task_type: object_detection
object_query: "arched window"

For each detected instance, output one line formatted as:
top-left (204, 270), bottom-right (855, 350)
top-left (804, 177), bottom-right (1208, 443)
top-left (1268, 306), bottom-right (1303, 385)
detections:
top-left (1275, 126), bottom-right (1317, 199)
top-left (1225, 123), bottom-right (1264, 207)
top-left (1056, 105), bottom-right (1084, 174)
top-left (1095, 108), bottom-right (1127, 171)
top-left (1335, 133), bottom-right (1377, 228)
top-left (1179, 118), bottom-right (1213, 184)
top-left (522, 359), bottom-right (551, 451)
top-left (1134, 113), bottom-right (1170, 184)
------------------------------------
OBJECTIVE
Output each line of the records as a JSON list of strings, one string per line, leaving out any blank lines.

EXERCISE ANSWER
[
  "task_type: object_detection",
  "object_query: \"arched window\"",
  "For each detected instance, output one line formatted as:",
  "top-left (204, 270), bottom-right (855, 350)",
  "top-left (804, 177), bottom-right (1208, 443)",
  "top-left (1268, 306), bottom-right (1303, 385)",
  "detections:",
  "top-left (1275, 126), bottom-right (1317, 199)",
  "top-left (1225, 123), bottom-right (1264, 207)",
  "top-left (1056, 105), bottom-right (1084, 174)",
  "top-left (1095, 108), bottom-right (1127, 171)",
  "top-left (1335, 133), bottom-right (1377, 228)",
  "top-left (1179, 118), bottom-right (1213, 184)",
  "top-left (522, 359), bottom-right (551, 451)",
  "top-left (1134, 113), bottom-right (1170, 184)"
]